*** EXCERPTED TEXT Section Begins ***
“St. Patrick Center and the Hospital to Housing program saved my life. They were my guardian angels.” A Hospital to Housing client
The cost of homelessness is high and its impact is far-reaching. Studies have shown that one person who is chronically homeless, moving from hospitals and emergency rooms to jails and courts, can accumulate one million dollars in expenses annually. Counter that with statistics that show it costs about $12,500 per year to permanently house a formerly chronically homeless person and provide needed support services and case management. These statistics prompted St. Patrick Center in St. Louis, Missouri, to act.
In August 2018, St. Patrick Center approached Barnes Jewish Hospital, BJC Healthcare, Foundation for Barnes Jewish Hospital and Behavioral Health Network of Greater St. Louis with an opportunity to create the Hospital to Housing pilot program. St. Patrick Center had previously partnered with BJC Behavioral Health on two permanent supportive housing programs, as well as programs with Behavioral Health Network. The group studied several models, including a pilot program at the University of Illinois-Chicago.
St. Patrick Center and its partners know that housing with support services lead people to better health outcomes—physical and behavioral—and cost hospital systems less than if the population remained living on the streets or in shelters.
Hospital to Housing has two primary purposes: (1) partner homeless service providers with hospitals to identify frequent emergency department users who are homeless; and (2) provide these patients with housing and support services through St. Patrick Center programming.
In addition, Hospital to Housing seeks to accomplish these goals:
- Provide permanent, sustained housing solutions for clients/patients who are homeless
- Connect them with needed services to maintain their housing
- Provide them with support for their medical and behavioral health needs outside of the emergency department when possible
- Improve their overall health outcomes
- Use community resources for improved care more effectively
The first client enrolled in Hospital to Housing in May 2019 and the pilot program reached its capacity of 20 clients five months later. St. Patrick Center enrolled a total of 22 clients and is currently providing case management to 13 clients. Of the support services provided, the most documented are case management, home visits and face-to-face conversations.
St. Patrick Center and partners are very proud of the results of the Hospital to Housing pilot program and have released an Impact Report. During the pilot year, they learned that the longer clients stay in housing, the fewer—if any—times they return to the hospital.
*** EXCERPTED TEXT Section Ends ***
*** INFORMATION PROVIDED Section Begins ***
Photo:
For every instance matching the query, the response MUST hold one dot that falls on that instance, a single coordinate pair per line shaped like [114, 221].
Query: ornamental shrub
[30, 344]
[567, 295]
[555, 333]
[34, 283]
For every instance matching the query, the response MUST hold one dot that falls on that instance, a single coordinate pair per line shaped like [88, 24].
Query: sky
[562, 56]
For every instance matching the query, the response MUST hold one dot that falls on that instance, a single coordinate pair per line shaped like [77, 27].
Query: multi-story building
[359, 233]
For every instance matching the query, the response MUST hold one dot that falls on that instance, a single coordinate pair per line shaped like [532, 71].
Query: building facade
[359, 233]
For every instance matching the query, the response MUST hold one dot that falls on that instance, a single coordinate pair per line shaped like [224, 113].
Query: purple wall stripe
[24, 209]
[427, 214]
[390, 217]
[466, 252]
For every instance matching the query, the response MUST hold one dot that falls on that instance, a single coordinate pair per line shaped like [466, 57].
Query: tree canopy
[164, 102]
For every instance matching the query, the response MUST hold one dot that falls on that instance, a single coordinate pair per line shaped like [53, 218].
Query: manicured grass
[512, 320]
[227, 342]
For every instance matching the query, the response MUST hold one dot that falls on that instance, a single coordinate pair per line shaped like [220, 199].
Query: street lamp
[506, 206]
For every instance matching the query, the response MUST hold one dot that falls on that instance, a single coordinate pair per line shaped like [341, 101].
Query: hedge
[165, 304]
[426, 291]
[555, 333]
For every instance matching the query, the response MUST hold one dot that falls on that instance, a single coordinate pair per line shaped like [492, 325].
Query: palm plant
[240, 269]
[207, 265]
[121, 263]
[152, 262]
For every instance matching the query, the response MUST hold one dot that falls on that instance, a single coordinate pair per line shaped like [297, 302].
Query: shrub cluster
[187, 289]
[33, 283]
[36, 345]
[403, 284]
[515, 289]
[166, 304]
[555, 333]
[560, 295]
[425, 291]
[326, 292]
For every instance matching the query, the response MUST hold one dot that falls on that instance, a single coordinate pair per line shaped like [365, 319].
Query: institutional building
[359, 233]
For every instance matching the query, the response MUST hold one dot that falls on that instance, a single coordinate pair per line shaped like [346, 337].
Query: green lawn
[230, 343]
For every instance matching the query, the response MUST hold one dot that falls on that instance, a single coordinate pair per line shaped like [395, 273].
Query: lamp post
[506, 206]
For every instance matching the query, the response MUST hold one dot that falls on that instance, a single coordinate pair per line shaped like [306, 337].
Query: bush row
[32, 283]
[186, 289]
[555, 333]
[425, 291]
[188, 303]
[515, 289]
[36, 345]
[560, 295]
*** INFORMATION PROVIDED Section Ends ***
WHAT TO WORK ON: In the Hospital to Housing text, change "hospital systems" to "health systems" in the passage from "St. Patrick Center and its" up to and including "or in shelters.", and write out the revised passage. The lines have no connection to the Hospital to Housing text.

RESULT:
St. Patrick Center and its partners know that housing with support services lead people to better health outcomes—physical and behavioral—and cost health systems less than if the population remained living on the streets or in shelters.